> **Task prompt**: Restate, word for word, every line of the data.
+===+
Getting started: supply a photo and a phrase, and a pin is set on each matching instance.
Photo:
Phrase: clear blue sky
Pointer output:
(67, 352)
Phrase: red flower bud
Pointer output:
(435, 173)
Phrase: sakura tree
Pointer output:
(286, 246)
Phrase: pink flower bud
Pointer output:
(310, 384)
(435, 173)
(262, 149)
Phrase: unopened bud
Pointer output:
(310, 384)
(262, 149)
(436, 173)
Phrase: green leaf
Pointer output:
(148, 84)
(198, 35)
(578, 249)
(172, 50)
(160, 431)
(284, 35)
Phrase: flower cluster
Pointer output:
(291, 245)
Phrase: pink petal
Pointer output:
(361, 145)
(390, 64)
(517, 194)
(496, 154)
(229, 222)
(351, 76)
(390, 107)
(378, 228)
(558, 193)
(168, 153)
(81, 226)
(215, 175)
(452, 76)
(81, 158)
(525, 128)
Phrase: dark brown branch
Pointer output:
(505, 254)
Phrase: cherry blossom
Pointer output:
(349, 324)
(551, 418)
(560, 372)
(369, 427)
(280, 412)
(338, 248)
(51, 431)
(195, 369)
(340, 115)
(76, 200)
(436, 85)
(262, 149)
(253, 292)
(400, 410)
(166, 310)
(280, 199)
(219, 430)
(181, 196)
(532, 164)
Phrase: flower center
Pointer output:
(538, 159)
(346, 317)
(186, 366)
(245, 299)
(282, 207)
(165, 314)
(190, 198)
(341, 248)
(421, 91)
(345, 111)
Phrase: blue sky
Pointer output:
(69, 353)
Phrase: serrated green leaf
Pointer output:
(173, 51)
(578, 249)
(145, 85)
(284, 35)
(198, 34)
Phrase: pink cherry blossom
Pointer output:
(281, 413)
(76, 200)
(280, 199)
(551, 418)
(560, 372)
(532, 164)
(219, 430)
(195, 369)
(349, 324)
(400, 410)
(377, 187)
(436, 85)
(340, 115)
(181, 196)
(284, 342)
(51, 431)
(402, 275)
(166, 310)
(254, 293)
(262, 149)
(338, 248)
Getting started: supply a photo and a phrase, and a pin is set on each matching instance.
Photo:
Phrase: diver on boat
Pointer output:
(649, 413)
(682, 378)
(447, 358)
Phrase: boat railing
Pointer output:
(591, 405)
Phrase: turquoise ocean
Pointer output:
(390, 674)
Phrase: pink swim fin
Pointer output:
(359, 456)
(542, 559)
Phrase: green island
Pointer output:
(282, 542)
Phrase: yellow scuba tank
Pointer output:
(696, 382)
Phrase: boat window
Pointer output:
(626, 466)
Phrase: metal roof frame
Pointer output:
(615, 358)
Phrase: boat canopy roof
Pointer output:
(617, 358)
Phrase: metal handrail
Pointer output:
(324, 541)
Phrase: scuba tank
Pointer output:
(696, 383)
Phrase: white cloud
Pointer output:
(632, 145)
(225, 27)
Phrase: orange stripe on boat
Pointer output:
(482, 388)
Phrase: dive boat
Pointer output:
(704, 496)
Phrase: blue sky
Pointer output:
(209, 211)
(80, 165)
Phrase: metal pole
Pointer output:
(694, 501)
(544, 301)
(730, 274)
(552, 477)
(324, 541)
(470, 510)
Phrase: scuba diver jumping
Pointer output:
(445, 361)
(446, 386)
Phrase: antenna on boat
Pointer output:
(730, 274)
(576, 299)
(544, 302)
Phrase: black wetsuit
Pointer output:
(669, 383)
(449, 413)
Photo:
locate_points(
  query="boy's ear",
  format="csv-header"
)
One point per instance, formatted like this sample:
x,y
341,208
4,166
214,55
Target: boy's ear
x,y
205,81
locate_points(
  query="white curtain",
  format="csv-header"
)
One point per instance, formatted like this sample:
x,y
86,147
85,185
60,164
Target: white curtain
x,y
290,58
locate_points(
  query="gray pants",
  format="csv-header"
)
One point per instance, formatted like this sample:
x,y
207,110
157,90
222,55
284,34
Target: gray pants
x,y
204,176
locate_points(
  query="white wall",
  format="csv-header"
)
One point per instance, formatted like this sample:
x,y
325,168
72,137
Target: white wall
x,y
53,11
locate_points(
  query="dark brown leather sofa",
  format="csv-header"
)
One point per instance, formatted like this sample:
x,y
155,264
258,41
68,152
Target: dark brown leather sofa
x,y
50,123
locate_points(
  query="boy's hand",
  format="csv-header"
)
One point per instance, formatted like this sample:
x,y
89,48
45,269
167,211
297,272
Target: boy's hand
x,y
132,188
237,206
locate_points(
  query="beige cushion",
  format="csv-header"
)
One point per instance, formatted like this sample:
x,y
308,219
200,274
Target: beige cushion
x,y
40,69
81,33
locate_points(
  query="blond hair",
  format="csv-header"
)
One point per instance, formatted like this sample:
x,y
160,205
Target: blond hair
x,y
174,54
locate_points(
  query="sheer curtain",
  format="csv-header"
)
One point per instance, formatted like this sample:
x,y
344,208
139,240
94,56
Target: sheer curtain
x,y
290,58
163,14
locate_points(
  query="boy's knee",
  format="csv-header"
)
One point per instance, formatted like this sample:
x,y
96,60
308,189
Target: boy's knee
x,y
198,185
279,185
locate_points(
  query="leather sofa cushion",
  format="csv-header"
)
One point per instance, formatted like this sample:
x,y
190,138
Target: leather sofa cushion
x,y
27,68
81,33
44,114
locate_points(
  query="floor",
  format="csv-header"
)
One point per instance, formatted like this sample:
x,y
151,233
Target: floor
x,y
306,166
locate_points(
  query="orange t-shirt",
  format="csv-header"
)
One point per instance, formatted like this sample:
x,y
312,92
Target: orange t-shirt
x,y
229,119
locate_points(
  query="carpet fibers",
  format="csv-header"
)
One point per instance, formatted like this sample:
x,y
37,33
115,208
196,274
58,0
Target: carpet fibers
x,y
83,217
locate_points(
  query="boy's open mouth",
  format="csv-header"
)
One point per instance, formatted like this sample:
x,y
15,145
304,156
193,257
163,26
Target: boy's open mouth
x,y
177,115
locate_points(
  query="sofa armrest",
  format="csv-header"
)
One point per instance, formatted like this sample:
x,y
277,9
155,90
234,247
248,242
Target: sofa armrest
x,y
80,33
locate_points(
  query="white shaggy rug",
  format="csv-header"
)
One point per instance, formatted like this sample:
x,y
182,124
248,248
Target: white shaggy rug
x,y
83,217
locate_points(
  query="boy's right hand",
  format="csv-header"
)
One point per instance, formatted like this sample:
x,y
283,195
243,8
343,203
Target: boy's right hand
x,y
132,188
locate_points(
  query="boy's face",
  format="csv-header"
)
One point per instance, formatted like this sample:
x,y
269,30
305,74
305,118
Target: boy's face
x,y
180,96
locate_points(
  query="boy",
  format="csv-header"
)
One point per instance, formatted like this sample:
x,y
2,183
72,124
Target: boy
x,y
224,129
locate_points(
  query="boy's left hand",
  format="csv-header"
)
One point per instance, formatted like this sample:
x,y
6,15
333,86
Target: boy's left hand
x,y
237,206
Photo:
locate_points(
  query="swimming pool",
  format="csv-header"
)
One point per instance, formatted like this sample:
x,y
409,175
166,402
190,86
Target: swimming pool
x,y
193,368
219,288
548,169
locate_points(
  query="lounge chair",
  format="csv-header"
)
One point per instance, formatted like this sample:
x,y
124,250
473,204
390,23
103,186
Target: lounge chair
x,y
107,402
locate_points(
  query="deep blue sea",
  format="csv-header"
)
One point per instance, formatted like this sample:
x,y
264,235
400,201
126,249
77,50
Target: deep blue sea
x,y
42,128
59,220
+===+
> **Result of this exercise**:
Getting started: supply a photo and a phrase, and a pin is set on each matching instance.
Photo:
Phrase: clear blue sky
Pointer output:
(67, 352)
Phrase: red flower bud
Pointer output:
(435, 173)
Phrase: sakura tree
Pointer output:
(286, 246)
Phrase: pink flower bud
Pointer output:
(310, 384)
(435, 173)
(262, 149)
Phrase: unopened bud
Pointer output:
(310, 384)
(262, 149)
(436, 173)
Phrase: green leaf
Pointer output:
(148, 84)
(198, 35)
(578, 249)
(172, 50)
(160, 431)
(284, 35)
Phrase: flower cluster
Pointer output:
(291, 245)
Phrase: pink petal
Pointer output:
(361, 145)
(390, 64)
(517, 194)
(496, 154)
(229, 222)
(351, 76)
(390, 107)
(378, 228)
(558, 193)
(168, 153)
(81, 226)
(215, 175)
(452, 76)
(81, 158)
(525, 128)
Phrase: dark brown branch
Pointer output:
(505, 254)
Phrase: cherry blossom
Pointer output:
(349, 324)
(551, 418)
(560, 372)
(369, 427)
(280, 412)
(338, 248)
(51, 431)
(195, 369)
(340, 115)
(76, 200)
(436, 85)
(262, 149)
(253, 292)
(400, 410)
(166, 310)
(280, 199)
(219, 430)
(181, 196)
(532, 164)
Phrase: flower center
Pointer output:
(538, 159)
(346, 317)
(186, 366)
(245, 299)
(282, 207)
(165, 314)
(190, 198)
(341, 248)
(421, 91)
(345, 111)
Phrase: blue sky
Pointer output:
(69, 353)
Phrase: serrated green leaf
Pointer output:
(173, 51)
(578, 249)
(145, 85)
(284, 35)
(198, 34)
Phrase: pink cherry blossom
Pointer output:
(281, 413)
(76, 200)
(280, 199)
(551, 418)
(560, 372)
(532, 164)
(219, 430)
(195, 369)
(349, 324)
(400, 410)
(377, 187)
(436, 85)
(340, 115)
(181, 196)
(284, 342)
(51, 431)
(402, 275)
(166, 310)
(254, 293)
(262, 149)
(338, 248)
Getting started: supply a photo and a phrase, and a pin is set on each matching instance.
Photo:
Phrase: diver on boat
Pointer output:
(649, 413)
(682, 378)
(447, 358)
Phrase: boat railing
Pointer output:
(591, 405)
Phrase: turquoise ocean
Pointer output:
(390, 674)
Phrase: pink swim fin
Pointer output:
(359, 456)
(542, 559)
Phrase: green island
Pointer output:
(282, 542)
Phrase: yellow scuba tank
Pointer output:
(696, 382)
Phrase: boat window
Pointer output:
(626, 466)
Phrase: metal roof frame
Pointer output:
(615, 358)
Phrase: boat canopy roof
Pointer output:
(617, 358)
Phrase: metal handrail
Pointer output:
(324, 541)
Phrase: scuba tank
Pointer output:
(696, 383)
Phrase: white cloud
Pointer output:
(632, 145)
(225, 27)
Phrase: orange stripe on boat
Pointer output:
(482, 388)
Phrase: dive boat
Pointer output:
(704, 496)
Phrase: blue sky
Pointer output:
(209, 211)
(80, 165)
Phrase: metal pole
Pointer output:
(694, 501)
(544, 301)
(730, 274)
(552, 477)
(324, 541)
(470, 510)
Phrase: scuba diver jumping
Pointer output:
(445, 361)
(446, 386)
Phrase: antenna on boat
Pointer output:
(730, 274)
(576, 299)
(544, 302)
Phrase: black wetsuit
Pointer output:
(669, 383)
(449, 413)
Photo:
locate_points(
  query="boy's ear",
  format="csv-header"
)
One point per instance, formatted like this sample:
x,y
341,208
4,166
214,55
Target: boy's ear
x,y
205,81
locate_points(
  query="white curtain",
  format="csv-header"
)
One point per instance, formatted like this sample:
x,y
86,147
85,185
60,164
Target: white curtain
x,y
290,58
locate_points(
  query="gray pants",
  format="csv-header"
)
One point per instance, formatted like this sample:
x,y
207,110
157,90
222,55
284,34
Target: gray pants
x,y
204,176
locate_points(
  query="white wall",
  format="csv-header"
)
One point per instance, formatted like this sample:
x,y
325,168
72,137
Target: white wall
x,y
53,11
locate_points(
  query="dark brown leather sofa",
  format="csv-header"
)
One point per instance, formatted like this sample:
x,y
155,264
258,41
68,152
Target: dark brown leather sofa
x,y
50,123
locate_points(
  query="boy's hand",
  format="csv-header"
)
One point per instance, formatted like this sample:
x,y
89,48
45,269
167,211
297,272
Target: boy's hand
x,y
132,188
237,206
locate_points(
  query="beige cushion",
  format="csv-header"
)
One point per instance, formatted like this sample:
x,y
308,219
200,274
Target: beige cushion
x,y
40,69
81,33
locate_points(
  query="blond hair",
  format="csv-header"
)
One point per instance, formatted like this sample:
x,y
160,205
Target: blond hair
x,y
174,54
locate_points(
  query="sheer curtain",
  format="csv-header"
)
One point per instance, formatted like this sample:
x,y
344,208
139,240
94,56
Target: sheer curtain
x,y
290,58
163,14
locate_points(
  query="boy's knee",
  format="csv-header"
)
One point per instance, formatted like this sample:
x,y
96,60
308,189
Target: boy's knee
x,y
198,185
279,185
locate_points(
  query="leather sofa cushion",
  format="csv-header"
)
One point per instance, formatted like this sample:
x,y
190,138
Target: leather sofa cushion
x,y
27,68
81,33
44,114
locate_points(
  query="floor",
  format="csv-header"
)
One point per instance, formatted like this sample:
x,y
151,233
Target: floor
x,y
306,166
locate_points(
  query="orange t-shirt",
  format="csv-header"
)
One point per instance, formatted like this sample:
x,y
312,92
Target: orange t-shirt
x,y
229,119
locate_points(
  query="carpet fibers",
  format="csv-header"
)
One point per instance, formatted like this sample:
x,y
37,33
115,208
196,274
58,0
Target: carpet fibers
x,y
83,217
locate_points(
  query="boy's open mouth",
  format="csv-header"
)
One point per instance, formatted like this sample:
x,y
15,145
304,156
193,257
163,26
Target: boy's open mouth
x,y
177,115
locate_points(
  query="sofa armrest",
  format="csv-header"
)
One point per instance, formatted like this sample:
x,y
277,9
155,90
234,247
248,242
Target: sofa armrest
x,y
80,33
locate_points(
  query="white shaggy rug",
  format="csv-header"
)
One point per instance, formatted like this sample:
x,y
182,124
248,248
Target: white shaggy rug
x,y
83,217
locate_points(
  query="boy's right hand",
  format="csv-header"
)
One point per instance, formatted like this sample:
x,y
283,195
243,8
343,203
Target: boy's right hand
x,y
132,188
locate_points(
  query="boy's face",
  format="csv-header"
)
One point per instance, formatted like this sample:
x,y
269,30
305,74
305,118
Target: boy's face
x,y
180,96
locate_points(
  query="boy",
  format="csv-header"
)
One point per instance, formatted like this sample:
x,y
2,183
72,124
Target: boy
x,y
224,129
locate_points(
  query="boy's left hand",
  format="csv-header"
)
One point per instance, formatted like this sample:
x,y
6,15
333,86
Target: boy's left hand
x,y
237,206
Photo:
locate_points(
  query="swimming pool",
  format="csv-header"
)
One point per instance, formatted like this sample:
x,y
409,175
166,402
190,86
Target: swimming pool
x,y
193,368
219,288
548,169
locate_points(
  query="lounge chair",
  format="csv-header"
)
One point per instance, formatted like this sample:
x,y
124,250
473,204
390,23
103,186
Target: lounge chair
x,y
107,402
locate_points(
  query="deep blue sea",
  format="csv-header"
)
One point per instance, formatted like this sample:
x,y
264,235
400,201
126,249
77,50
Target: deep blue sea
x,y
42,128
59,220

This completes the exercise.